* **GEGEBENE AUFGABE**
Gib die Zeilen von der Zeile mit „Point to the police radio“ bis zur letzten Zeile unverändert aus, beide Enden eingeschlossen. Alle übrigen Zeilen gehören nicht dazu.

#####

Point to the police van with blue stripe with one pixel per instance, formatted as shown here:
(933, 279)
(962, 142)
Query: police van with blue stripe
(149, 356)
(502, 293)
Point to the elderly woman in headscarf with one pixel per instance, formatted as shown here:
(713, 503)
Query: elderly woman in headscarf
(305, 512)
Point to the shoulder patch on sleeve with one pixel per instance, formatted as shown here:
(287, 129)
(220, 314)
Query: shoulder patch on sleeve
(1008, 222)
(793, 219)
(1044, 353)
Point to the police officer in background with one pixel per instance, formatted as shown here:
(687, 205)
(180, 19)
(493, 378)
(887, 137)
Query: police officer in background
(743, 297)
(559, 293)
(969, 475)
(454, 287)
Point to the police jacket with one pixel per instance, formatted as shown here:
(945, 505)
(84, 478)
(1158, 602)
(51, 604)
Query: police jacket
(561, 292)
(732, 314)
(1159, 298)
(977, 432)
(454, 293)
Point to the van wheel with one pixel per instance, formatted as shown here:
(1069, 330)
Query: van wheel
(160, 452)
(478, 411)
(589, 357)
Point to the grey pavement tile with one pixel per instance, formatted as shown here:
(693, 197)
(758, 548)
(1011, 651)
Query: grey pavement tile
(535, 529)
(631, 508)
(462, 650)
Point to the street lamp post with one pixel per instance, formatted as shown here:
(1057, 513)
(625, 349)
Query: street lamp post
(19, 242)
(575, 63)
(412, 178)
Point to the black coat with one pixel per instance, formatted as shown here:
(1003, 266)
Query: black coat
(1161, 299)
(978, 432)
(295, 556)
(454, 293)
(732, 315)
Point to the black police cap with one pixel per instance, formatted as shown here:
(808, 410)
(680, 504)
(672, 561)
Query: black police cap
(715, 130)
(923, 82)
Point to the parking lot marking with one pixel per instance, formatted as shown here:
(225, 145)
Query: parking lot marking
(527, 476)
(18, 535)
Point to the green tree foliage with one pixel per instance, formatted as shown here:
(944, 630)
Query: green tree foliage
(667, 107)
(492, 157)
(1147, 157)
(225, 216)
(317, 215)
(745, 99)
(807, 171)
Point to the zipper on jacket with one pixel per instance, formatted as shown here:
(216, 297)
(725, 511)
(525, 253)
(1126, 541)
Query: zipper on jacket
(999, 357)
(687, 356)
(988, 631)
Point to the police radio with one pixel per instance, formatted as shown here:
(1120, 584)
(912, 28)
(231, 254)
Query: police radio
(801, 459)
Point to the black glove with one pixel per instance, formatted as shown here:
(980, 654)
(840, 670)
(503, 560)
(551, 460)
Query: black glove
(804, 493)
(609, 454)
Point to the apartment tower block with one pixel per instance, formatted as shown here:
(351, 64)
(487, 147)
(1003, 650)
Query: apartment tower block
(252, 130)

#####

* **DIE ANTWORT**
Point to the police radio with one pixel per instance, formatted as shown here:
(1120, 584)
(912, 28)
(231, 254)
Query: police radio
(801, 459)
Point to the black glove with one pixel per instance, formatted as shown here:
(980, 654)
(840, 670)
(503, 560)
(551, 460)
Query: black glove
(804, 493)
(609, 454)
Point to the apartment tower block with one pixel per instance, formatted as shown here:
(351, 64)
(487, 147)
(1003, 650)
Query: apartment tower block
(252, 130)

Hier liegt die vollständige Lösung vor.